# Source document

>> Start

Task 1: The Strategic Objectives of Operational Management

1.1 Role and Importance of Effective Operational Management

            Operational management covers all the operations that pertain on the management of the entire workflow (van der Aalst & van Hee 2004). Operational management perspectives are closely focused on the productivity of the unit. Thus, the influence of operational decisions on other operational units is of marginal interest to the operational manager, predominantly if responses of those impacts affect productivity. However, maintenance of resources requires a careful consideration and balancing of these impacts. Regional management is therefore, in the position that is requires rigorous quantitative information if it is to balance the demands of operational managers against the potential cost of their actions either in terms of degradation or influence on other units of production (McCloy 2006).

            All of this can be done by application of different operational management tool. The operational management tool functions for resource-related information are:

  • Addition or removal of staff; and
  • Input/revision of details about the employees such as name, address, contact details, role, organizational unit, authorization as well as availability.

In addition, operational management tool functions also include:

  • Implementation of new workflow definitions; and
  • Reconfiguration of the workflow system including the setting of technical system parameters (van der Aalst & van Hee 2004).

On the other hand, functions for performing case-related operational management require the following:

  • Inspection of the logistical state of a case; and
  • Manipulation of the logistical state of a case due to problems and exceptional circumstances (van der Aalst & van Hee 2004).

With all of this, operational management can help in order to offer ad hoc solutions to problems resulting from system faults as well as bottlenecks in the process (van der Aalst & van Hee 2004).

1.2 Strategic Objectives of Motorola

            Strategic objectives relate to four elements of the profile of the business, each of which is a key part of the future strategic profile or vision. This includes – products, customer groups, market segments and geographic markets. It is a concept that comes from the military, which protect or capture (Robert 1998). Motorola is a global communications leaders powered by a passion to invent and an unceasing commitment to advancing the way the world connects. The communication solutions enable the people, business as well as the governments to be more connected and more mobile. With this, the strategic objectives of Motorola focuses on offering high quality products and innovative products and services towards three vital consumers including business, government as well as individual customers. With this, the company offers three important products including enterprise mobility solutions, home and networks mobility and mobile devices.

>> End

# Directions for this task
In the text on operational management and Motorola, list the four elements of a business profile that strategic objectives relate to.

# Supplied records

>> Start

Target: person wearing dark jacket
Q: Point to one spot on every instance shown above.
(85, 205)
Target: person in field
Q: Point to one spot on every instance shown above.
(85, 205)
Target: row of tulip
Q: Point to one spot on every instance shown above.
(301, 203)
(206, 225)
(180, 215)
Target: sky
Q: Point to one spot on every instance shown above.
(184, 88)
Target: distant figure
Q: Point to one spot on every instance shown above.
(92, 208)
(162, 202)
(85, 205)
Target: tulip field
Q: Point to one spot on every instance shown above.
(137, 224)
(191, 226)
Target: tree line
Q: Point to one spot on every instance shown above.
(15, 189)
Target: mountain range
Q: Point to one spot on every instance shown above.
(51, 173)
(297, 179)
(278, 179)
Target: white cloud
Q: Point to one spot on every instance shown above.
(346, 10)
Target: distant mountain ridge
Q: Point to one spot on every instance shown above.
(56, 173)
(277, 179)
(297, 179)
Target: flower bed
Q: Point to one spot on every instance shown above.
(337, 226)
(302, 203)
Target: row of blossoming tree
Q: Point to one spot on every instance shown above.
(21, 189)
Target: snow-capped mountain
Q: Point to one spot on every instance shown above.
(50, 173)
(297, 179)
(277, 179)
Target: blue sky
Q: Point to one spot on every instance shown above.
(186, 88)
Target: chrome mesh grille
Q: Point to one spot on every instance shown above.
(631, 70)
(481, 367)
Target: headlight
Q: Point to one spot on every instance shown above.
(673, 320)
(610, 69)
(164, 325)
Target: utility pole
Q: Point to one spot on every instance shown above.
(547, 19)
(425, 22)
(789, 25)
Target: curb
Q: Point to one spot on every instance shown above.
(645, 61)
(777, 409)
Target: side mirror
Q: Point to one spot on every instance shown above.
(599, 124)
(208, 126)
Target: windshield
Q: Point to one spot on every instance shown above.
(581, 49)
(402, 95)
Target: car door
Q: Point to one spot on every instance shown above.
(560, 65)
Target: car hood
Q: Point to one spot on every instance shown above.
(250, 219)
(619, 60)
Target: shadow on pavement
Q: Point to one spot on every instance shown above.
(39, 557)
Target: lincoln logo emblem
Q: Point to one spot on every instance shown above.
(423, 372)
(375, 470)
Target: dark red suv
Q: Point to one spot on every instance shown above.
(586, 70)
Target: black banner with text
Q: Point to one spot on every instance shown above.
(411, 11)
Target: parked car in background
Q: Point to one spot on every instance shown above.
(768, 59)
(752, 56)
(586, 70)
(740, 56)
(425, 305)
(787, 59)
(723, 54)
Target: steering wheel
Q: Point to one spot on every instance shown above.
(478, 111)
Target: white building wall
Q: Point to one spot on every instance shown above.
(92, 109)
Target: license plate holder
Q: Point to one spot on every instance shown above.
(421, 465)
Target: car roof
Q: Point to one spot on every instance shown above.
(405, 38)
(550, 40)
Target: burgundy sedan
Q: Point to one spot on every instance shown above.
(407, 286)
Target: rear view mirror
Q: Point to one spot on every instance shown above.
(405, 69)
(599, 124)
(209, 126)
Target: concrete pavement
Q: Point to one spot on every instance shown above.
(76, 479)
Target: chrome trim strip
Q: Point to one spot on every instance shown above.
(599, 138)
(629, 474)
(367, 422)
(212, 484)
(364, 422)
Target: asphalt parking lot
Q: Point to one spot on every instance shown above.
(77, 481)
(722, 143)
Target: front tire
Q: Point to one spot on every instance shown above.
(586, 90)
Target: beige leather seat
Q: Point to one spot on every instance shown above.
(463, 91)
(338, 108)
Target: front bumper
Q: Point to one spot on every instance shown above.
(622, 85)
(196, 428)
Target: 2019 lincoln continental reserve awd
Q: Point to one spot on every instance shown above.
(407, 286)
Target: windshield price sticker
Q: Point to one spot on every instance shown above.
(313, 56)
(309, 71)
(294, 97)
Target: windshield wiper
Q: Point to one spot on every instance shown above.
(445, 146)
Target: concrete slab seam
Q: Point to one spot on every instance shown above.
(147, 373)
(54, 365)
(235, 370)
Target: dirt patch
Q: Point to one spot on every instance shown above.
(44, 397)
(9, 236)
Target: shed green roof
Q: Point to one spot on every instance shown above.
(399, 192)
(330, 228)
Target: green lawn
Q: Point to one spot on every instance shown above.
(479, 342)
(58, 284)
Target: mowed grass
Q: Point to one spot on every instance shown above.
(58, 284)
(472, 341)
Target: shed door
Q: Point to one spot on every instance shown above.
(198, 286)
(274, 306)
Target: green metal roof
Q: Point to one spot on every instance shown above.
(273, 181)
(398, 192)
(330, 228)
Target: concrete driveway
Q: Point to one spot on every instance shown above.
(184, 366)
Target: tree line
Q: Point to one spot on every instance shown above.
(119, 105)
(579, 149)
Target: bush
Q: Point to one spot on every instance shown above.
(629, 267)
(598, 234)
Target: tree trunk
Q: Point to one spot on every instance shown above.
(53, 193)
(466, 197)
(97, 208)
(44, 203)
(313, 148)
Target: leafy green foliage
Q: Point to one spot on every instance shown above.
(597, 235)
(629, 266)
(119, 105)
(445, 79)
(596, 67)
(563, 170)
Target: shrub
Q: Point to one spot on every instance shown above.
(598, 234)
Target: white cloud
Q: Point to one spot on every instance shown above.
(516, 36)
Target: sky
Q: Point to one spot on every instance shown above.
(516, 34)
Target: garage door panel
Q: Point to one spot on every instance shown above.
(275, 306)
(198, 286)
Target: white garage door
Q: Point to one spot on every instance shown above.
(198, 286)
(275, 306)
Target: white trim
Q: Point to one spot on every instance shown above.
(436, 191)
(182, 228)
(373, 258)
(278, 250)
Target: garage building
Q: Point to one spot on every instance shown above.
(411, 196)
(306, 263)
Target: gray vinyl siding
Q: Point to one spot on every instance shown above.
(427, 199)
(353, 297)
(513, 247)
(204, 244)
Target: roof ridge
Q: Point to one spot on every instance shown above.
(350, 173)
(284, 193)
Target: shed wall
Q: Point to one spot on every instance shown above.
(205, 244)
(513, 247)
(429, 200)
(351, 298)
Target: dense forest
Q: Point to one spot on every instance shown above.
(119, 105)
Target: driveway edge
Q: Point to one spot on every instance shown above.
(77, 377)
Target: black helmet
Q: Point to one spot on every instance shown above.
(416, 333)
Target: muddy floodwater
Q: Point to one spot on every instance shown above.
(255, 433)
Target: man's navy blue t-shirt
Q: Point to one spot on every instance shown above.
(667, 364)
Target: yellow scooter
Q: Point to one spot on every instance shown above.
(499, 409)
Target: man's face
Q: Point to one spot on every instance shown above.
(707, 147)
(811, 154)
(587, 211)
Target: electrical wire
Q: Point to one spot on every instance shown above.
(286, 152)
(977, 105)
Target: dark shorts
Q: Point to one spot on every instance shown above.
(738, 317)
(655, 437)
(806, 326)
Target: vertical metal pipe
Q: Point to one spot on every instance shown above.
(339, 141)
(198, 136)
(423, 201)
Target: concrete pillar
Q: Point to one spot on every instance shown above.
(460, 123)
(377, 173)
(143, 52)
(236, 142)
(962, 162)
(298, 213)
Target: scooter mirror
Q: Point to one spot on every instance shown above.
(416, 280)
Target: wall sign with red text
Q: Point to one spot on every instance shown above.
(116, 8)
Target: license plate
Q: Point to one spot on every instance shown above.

>> End

# Task answer
Products, customer groups, market segments, and geographic markets.